## Your instructions
From the items below, pull out every line that contains the word "green" and copy each such line in full.

## Records provided
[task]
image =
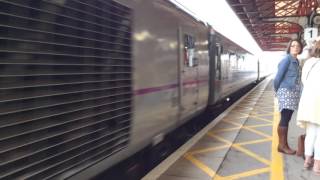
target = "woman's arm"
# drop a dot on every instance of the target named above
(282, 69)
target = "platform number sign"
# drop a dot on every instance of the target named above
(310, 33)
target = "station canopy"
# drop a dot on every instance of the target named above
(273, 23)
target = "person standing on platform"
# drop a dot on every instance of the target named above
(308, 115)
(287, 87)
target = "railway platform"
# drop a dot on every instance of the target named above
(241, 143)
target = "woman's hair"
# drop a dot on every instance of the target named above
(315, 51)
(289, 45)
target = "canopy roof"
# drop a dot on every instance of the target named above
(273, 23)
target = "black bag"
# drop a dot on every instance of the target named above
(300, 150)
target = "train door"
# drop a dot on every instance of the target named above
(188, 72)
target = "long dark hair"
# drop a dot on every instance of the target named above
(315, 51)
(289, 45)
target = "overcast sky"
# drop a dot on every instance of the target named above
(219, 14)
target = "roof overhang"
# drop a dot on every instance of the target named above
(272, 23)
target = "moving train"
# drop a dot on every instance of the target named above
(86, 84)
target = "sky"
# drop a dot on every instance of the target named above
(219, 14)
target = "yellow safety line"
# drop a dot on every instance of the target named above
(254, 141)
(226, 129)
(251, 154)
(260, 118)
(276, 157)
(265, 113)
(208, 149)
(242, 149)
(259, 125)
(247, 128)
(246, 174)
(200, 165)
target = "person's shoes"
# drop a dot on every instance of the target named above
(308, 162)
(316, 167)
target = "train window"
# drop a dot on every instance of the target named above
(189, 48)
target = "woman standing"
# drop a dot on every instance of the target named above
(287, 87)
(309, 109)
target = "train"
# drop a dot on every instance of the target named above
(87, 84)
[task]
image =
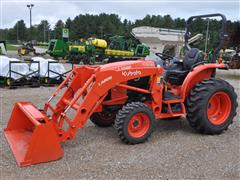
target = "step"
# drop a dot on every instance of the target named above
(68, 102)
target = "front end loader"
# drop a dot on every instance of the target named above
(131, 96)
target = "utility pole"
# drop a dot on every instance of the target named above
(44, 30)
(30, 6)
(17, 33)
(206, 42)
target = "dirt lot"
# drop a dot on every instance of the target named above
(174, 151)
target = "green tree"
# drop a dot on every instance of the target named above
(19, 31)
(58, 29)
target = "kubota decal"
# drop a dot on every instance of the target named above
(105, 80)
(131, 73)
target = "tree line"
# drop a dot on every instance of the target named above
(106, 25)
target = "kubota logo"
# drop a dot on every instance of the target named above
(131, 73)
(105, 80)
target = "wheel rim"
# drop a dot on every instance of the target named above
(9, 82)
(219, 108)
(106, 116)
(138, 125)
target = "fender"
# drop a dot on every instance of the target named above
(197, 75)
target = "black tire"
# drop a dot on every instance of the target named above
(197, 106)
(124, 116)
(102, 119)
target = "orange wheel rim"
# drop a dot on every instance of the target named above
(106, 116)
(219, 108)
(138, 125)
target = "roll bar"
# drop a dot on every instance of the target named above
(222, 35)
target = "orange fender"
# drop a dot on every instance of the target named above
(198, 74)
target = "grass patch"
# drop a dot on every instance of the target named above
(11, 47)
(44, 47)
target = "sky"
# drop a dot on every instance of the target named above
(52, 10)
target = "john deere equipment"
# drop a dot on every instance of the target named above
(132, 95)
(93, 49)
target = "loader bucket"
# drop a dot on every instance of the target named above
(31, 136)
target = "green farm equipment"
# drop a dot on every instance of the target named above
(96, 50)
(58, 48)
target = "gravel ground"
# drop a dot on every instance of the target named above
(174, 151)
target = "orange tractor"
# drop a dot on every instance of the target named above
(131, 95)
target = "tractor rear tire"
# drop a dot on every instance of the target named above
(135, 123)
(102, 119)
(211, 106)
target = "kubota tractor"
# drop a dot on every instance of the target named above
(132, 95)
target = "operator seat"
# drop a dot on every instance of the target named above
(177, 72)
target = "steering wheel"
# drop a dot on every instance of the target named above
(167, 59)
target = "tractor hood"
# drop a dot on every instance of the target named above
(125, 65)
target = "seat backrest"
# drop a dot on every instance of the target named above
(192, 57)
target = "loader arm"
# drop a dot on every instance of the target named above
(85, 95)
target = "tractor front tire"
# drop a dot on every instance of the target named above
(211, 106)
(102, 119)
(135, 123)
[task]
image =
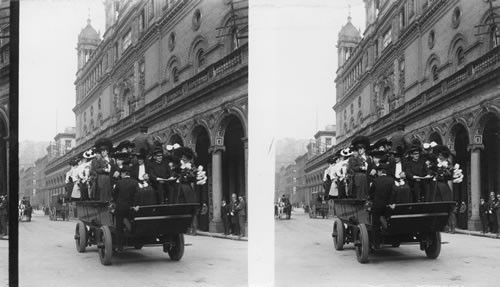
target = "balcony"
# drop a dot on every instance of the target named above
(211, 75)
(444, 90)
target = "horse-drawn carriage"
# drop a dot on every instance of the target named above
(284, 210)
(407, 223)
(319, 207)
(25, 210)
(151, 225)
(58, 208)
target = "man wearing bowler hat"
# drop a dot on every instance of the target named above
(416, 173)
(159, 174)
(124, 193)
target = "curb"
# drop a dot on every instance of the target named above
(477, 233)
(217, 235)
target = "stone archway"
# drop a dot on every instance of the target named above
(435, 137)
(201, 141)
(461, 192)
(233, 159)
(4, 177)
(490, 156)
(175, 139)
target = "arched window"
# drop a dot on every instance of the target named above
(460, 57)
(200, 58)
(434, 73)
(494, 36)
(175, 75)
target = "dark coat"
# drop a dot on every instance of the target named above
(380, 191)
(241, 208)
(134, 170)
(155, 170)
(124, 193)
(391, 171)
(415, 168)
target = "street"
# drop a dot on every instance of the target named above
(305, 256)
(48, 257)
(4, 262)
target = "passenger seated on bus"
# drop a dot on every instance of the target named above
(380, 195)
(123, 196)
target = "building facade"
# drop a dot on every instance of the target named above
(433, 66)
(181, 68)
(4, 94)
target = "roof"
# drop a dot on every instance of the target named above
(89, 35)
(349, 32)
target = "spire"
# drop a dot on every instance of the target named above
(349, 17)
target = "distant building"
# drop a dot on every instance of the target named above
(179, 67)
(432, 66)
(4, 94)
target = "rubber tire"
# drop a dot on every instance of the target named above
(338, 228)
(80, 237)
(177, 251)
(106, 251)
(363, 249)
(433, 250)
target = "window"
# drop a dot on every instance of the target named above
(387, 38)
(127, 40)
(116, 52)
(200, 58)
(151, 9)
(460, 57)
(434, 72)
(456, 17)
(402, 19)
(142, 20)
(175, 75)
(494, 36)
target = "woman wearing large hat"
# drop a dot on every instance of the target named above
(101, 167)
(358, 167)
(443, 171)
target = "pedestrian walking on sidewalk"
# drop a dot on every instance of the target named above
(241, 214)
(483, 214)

## Solution to this exercise
target = "green tree"
target = "green farm equipment"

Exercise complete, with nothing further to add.